- **Mise en pratique**:
- a) D'après l'article sur le passe sanitaire chez Bluelinea, à partir de quelle date le passe devient-il obligatoire pour entrer dans les bureaux de l'entreprise ?
- b) Reprenez l'article sur le passe sanitaire chez Bluelinea et poursuivez-le après sa dernière phrase.

- **Extrait**:
==============================

L’actualité | publié le : 13.09.2021 | Lucie Tanneau, Olivier Hielle, Benjamin d’Alguerre

En voulant imposer le passe sanitaire à sa centaine de salariés, le PDG de cette entreprise francilienne spécialisée dans le téléservice pour personnes âgées s’est attiré les foudres des réseaux sociaux… et du ministère du Travail.

Croyant bien faire, Bluelinea, une entreprise francilienne de téléassistance pour personnes âgées, fait connaître, le 6 septembre, sa politique en matière de passe sanitaire, par un communiqué de presse. Le précieux sésame « sera obligatoire à partir du 30 septembre pour pouvoir entrer dans les bureaux de l’entreprise. Aucun test PCR ni antigénique ne sera pris en charge par l’entreprise. Le contrat de travail des salariés sans passe sanitaire sera suspendu », indique le document. Bluelinea s’y félicite d’être « l’une des premières entreprises à afficher une politique si stricte envers les salariés non vaccinés, alors qu’il ne s’agit pas de personnel soignant ni des personnes en contact avec des patients. »

==============================

- **Données à examiner**:
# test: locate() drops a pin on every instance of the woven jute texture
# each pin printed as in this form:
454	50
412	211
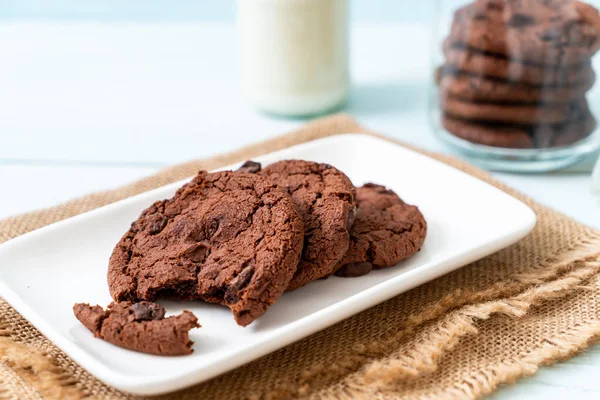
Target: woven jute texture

==============================

- **Résultats**:
- a) À partir du 30 septembre.

- b)
Mal lui en a pris. Contactée par Entreprise & Carrières, Bluelinea rétropédale d’ailleurs quelques heures plus tard : « Bluelinea ne voulait pas imposer le passe sanitaire pour tout le monde, mais uniquement pour ceux qui sont amenés à se déplacer chez les clients », précise-t-elle. Bluelinea, avec ses 35 000 clients, doit en effet se rendre régulièrement dans quelque 1 200 établissements d’hébergement pour personnes âgées dépendantes (Ehpad). Des établissements qui sont concernés par l’obligation vaccinale pour leur personnel, d’une part, et par le passe sanitaire pour les visiteurs, d’autre part.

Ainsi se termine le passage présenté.